The concept appears to have been first tested by social entrepreneur Feng Kexiong in Chongqing. Feng had a little red book, but instead of Maoist poetry, his held the number of hours volunteers worked with the elderly. The idea was that the program could grow in size over time until volunteers would be able to debit from their accumulated hours when needed.
For Feng’s idea to scale, the Chinese government had to get involved. The plan required systems to give caregivers background checks, collect and investigate complaints from the elderly, and ensure no one is abused. The bank of hours itself had to go into a database of some kind, and an exchange mechanism put in place that allows for credits to be collected and debits to be deducted. However, when measured against other, much more costly programs—such as building new housing for the elderly or providing caregivers—the cost of administering and maintaining a volunteer bank is small.
That China will get old is a demographic certainty. That it will get rich is not certain at all.
Policymakers in China understand all too well that the majority of solutions they will be able to pursue are probably not going to create commercial opportunities. Yes, the pharmaceutical industry will benefit as new drugs are consumed by an increasingly older Chinese population. Equally, the wealthy and upper middle class across China will find they can access a growing set of retirement housing products that will bear striking similarity to options available in the United States and Europe. But the sheer size of China’s aging population, coupled to the fact that most of the country’s elderly are poor and live in rural areas, means it must find solutions that blend private engagement with public oversight.
Would something similar work in the United States? The demographic burdens in both countries are severe, but America is growing old well after it grew rich. The same cannot be said of China. As a consequence, China not only needs innovative solutions to its aging problem—it needs those solutions to be extremely cost-effective. And what’s more cost-effective than volunteers?

Work request 1: Using the passage on China's aging population, decide whether each statement agrees with it, answering yes or no and quoting the words that settle it: (a) Feng Kexiong's little red book held Maoist poetry. (b) Most of China's elderly are poor and live in rural areas. (c) Administering and maintaining a volunteer bank costs more than building new housing for the elderly.
Work request 2: Transcribe the stretch of the passage on China's aging population from "For Feng’s idea" through "bank is small." without changing a word.
Work request 3: Write the next part of the passage on China's aging population, picking up after its final sentence.

Exercise data:

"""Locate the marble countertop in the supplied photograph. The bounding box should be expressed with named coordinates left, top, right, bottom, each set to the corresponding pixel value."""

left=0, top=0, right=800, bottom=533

Task result 1:
(a) No: "instead of Maoist poetry, his held the number of hours volunteers worked with the elderly."
(b) Yes: "most of the country’s elderly are poor and live in rural areas."
(c) No: "when measured against other, much more costly programs—such as building new housing for the elderly or providing caregivers—the cost of administering and maintaining a volunteer bank is small."

Task result 2:
For Feng’s idea to scale, the Chinese government had to get involved. The plan required systems to give caregivers background checks, collect and investigate complaints from the elderly, and ensure no one is abused. The bank of hours itself had to go into a database of some kind, and an exchange mechanism put in place that allows for credits to be collected and debits to be deducted. However, when measured against other, much more costly programs—such as building new housing for the elderly or providing caregivers—the cost of administering and maintaining a volunteer bank is small.

Task result 3:
America’s accumulated wealth and cultural approach to giving back make a similar approach such as China’s volunteer banks a bit more difficult to pull off. We want to believe that the combined efforts of personal savings and government-led health care and pension programs such as Medicare and Social Security will be adequate to address our needs during retirement. Yet as every passing debt ceiling crisis illustrates, portions of America’s electorate are deeply divided over the sustainability of entitlements. It seems all but inevitable that changes to both programs will come, which in turn will force people to rethink what they need from family and community. Volunteering has deep roots in America, yet the idea that a new program coordinated by the federal government could get through Washington anytime soon seems frustratingly quaint.
That China will get old is a demographic certainty. That it will get rich is not certain at all. The country will get old years before it solves basic questions about its national health care and pension systems. Because of these concerns, China is more willing than the United States to try innovative community-centered ideas such as the volunteer bank simply because the country has no other choice. Yet, if China’s embrace of an idea such Feng’s volunteer bank proves successful, it may touch on a simple truth: Government can be a powerful force in shaping how society responds to crises like aging, even if it does nothing more than organize and oversee a community’s collective efforts. America’s spirit of volunteering is certainly strong and vibrant enough to respond to this challenge. But whether our political system is capable of similar innovative thinking seems uncertain.